EXTRACTED TEXT: Begin

Bates describes a similar situation in the East Bay.

Two older kittens sleep together, embracing one another.
(L–R) Kevin and Imogen, who reporter Rae Alexandra initially (and ‘foolishly’) considered separating. (Rae Alexandra/KQED)

“There are very few resources left,” she says. “What is left is expensive and hard to get to. We’re seeing now that even though people want to help, they can’t make it work with transportation or costs.”

Still, Island Cat typically exceeds 2,000 spays and neuters annually, 75% of which are performed on homeless cats. The nonprofit estimates that it has successfully spayed or neutered 22,000 homeless cats in the past 30 years, despite having only 10 dedicated trappers and 20 foster homes that rotate in and out of use. In addition, Island Cat finds homes for 140 to 160 cats per year.

“That’s a really small number,” Bates notes. “Ideally, we’d love to get more cats off the street.”

How cat lovers can help

Collectives of good citizens like Sestak — who now runs Toni’s Kitty Rescue — are scattered across the Bay Area, doing their best to reduce the homeless cat population.

One such nonprofit is Cat Town, an adoption center specifically focused on getting sick, senior and skittish cats out of traditional shelters and into foster homes, where they can undergo rehab to become more adoptable. The organization typically houses 30 cats at its Oakland adoption center and up to 50 in foster homes.

Since the pandemic, Cat Town Executive Director Andrew Dorman has noticed surging numbers of stray cats in the Bay Area.

A small kitten on a blue and red leash looks upward while crouching on a redwood tree in a redwood grove
KQED reporter Carlos Cabrera-Lomeleí adopted one of Susan‘s kittens, named Tlalolin, and often takes it out on walks. (Carlos Cabrera-Lomeleí/KQED)

“We work really closely with the municipal shelter here in Oakland, and their cat intake is up 42% in 2024, compared to 2019,” Dorman tells KQED. “During the pandemic, there was a huge scaling back of spay/neuter services. My sense is that the explosion of the population we’re seeing now is directly attributable to that. Our partners are being overwhelmed by the demand.”

Dorman says there are many ways for the public to help stray cats.

“We are blessed in this region with a really amazing network of animal welfare organizations,” Dorman says. “Every community, every city has a good shelter and at least a few good cat rescues. Get involved with the one that’s closest to you, whose work is aligned with your values as a volunteer, as a foster and hopefully as a donor.

EXTRACTED TEXT: End
GIVEN ENTRIES: Begin

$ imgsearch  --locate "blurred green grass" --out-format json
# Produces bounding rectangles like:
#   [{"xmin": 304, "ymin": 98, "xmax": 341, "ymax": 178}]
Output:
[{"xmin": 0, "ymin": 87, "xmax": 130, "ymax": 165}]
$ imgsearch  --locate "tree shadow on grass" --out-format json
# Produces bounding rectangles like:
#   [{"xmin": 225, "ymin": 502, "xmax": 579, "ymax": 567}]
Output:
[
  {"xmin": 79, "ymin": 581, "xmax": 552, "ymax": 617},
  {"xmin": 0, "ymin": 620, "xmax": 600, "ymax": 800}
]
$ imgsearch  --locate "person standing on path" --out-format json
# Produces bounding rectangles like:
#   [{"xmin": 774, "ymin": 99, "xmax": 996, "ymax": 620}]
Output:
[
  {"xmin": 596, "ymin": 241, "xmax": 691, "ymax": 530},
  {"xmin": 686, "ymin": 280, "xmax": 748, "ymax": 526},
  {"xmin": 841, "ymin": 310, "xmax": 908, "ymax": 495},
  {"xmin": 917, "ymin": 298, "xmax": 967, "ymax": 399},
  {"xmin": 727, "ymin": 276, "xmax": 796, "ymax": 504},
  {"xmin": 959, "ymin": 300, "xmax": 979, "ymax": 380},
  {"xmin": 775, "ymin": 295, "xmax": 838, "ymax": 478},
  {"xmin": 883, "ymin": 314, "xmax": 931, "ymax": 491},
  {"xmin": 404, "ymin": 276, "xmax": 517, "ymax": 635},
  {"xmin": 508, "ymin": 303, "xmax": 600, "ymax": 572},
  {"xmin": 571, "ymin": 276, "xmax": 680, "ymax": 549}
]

GIVEN ENTRIES: End
GIVEN ENTRIES: Begin

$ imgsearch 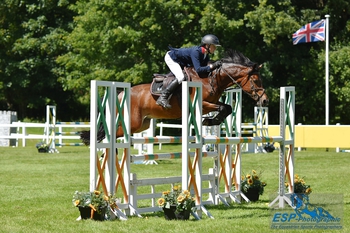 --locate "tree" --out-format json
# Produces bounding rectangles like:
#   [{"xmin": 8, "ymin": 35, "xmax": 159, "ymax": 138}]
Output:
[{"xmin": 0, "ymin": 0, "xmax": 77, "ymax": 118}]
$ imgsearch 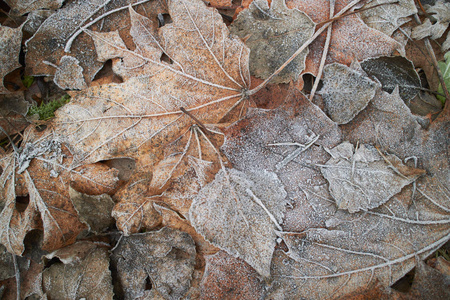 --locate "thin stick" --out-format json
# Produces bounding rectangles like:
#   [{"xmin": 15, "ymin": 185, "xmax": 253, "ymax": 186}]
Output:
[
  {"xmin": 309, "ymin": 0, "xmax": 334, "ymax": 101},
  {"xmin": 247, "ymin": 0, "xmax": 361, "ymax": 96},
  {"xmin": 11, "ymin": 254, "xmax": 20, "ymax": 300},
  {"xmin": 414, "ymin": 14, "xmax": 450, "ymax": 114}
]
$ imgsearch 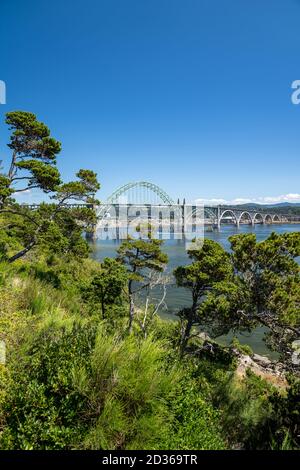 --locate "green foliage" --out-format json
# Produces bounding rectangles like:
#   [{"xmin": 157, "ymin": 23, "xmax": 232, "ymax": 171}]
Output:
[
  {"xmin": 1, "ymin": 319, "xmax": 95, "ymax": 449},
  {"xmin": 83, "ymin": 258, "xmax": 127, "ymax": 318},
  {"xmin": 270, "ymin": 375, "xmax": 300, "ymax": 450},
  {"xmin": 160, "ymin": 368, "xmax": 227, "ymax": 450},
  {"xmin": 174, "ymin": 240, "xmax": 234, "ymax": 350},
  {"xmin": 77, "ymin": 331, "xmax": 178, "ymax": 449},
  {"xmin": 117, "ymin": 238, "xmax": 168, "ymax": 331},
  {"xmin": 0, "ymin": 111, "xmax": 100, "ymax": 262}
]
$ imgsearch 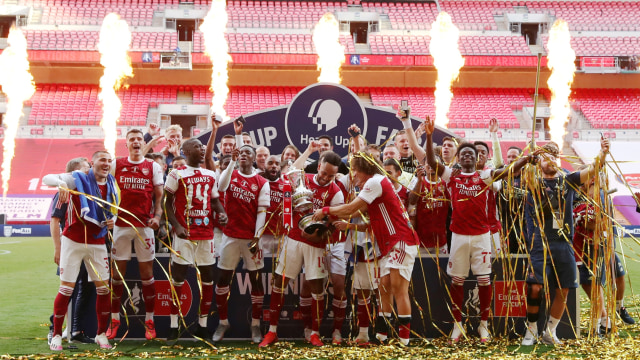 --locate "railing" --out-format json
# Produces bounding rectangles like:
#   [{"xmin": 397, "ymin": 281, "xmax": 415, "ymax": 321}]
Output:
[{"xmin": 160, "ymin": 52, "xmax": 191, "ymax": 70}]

GIVEN ENTRIES: End

WHAT THIS EXERCISE ASKS:
1 – In the article about stray cats in the Bay Area, by how much did the Oakland municipal shelter's cat intake rise in 2024 compared to 2019?
2 – Continue the article about stray cats in the Bay Area from the point where it stops.
The lines above have nothing to do with the article about stray cats in the Bay Area.

OUTPUTS BY TASK:
1 – It rose by 42%.

2 –
“Spay and neuter your pets. And people who feed outdoor cats? We always say you should fix every cat that you feed.”

Cat Town is actively seeking experienced foster homes and volunteers for its adoption center.

For TNR, Bates suggests watching and reading as many tutorials as possible before volunteering as a trapper — essential, she says, for the safety of both cats and volunteers. The Island Cat website has extensive tutorials on cat care, including how to get started in TNR.

Alternatively, Full Circle Cats, an East Bay nonprofit that has fixed 4,144 cats and housed an additional 1,459 over the past five years, holds regular workshops to better educate the public on TNR. The organization also trains volunteers on how to care for neonatal kittens and socialize young cats.

Animal Fix Clinic in Pinole is one of the few clinics left in the Bay that still offers very low-cost services for homeless cats. One $45 fee covers a spay or neuter surgery, vaccinations, a parasite treatment and a microchip. The nonprofit fixed 2,224 community cats in the first seven months of 2025 — 400 more than the same period last year. Animal Fix is reliant on donations from the public to cover its costs.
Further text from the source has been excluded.